*Job:* Carry on the Ray cluster setup guide from its final line.

*Excerpt provided:*

═══

Skip to content

Latest commit

 

History

History
69 lines (52 loc) · 4.34 KB

README.md

File metadata and controls

69 lines (52 loc) · 4.34 KB

Cluster prerequisite

  1. Nodes mounted with nfs.
  2. Nodes can communicate with each other using ssh in normal user mode.

Ray cluster setup

Launch ray cluster (Run this command on your own laptop or on the host in cluster)

When launching ray cluster on your own laptop or in the cluster, please make sure to activate the conda environment "NetShare".

# Change the host and workers ip in example.yaml
(NetShare) node1:/nfs/NetShare-dev$ export LC_ALL=C.UTF-8
(NetShare) node1:/nfs/NetShare-dev$ ray up ray/example.yaml

If launching the cluster from the cluster returns error like the following FileNotFoundError: [Errno 2] No such file or directory: '/tmp/ray/cluster-test.lock' it may be a bug.

Solution is:

# Change the host and workers ip in example.yaml
(NetShare) node1:/nfs/NetShare-dev$ export LC_ALL=C.UTF-8
(NetShare) node1:/nfs/NetShare-dev$ ray start --head
(NetShare) node1:/nfs/NetShare-dev$ ray stop
(NetShare) node1:/nfs/NetShare-dev$ ray up ray/example.yaml

Check if the ray cluster has been launched successfully.

═══

*Record list:*

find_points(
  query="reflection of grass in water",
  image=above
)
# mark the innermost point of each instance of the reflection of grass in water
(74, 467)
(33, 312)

═══

*Result:*
(NetShare) node1:/nfs/NetShare-dev$ ray status

======== Autoscaler status: 2022-07-23 10:08:03.979944 ========
Node status
---------------------------------------------------------------
Healthy:
 4 local.cluster.node
Pending:
 (no pending nodes)
Recent failures:
 (no failures)

Resources
---------------------------------------------------------------
Usage:
 0.0/160.0 CPU
 0.00/513.323 GiB memory
 0.14/223.987 GiB object_store_memory

Demands:
 (no resource demands)

Or

(NetShare) node1:/nfs/NetShare-dev$ python3 ray/check_nodes.py

Python version
3.6.13 |Anaconda, Inc.| (default, Jun  4 2021, 14:25:59)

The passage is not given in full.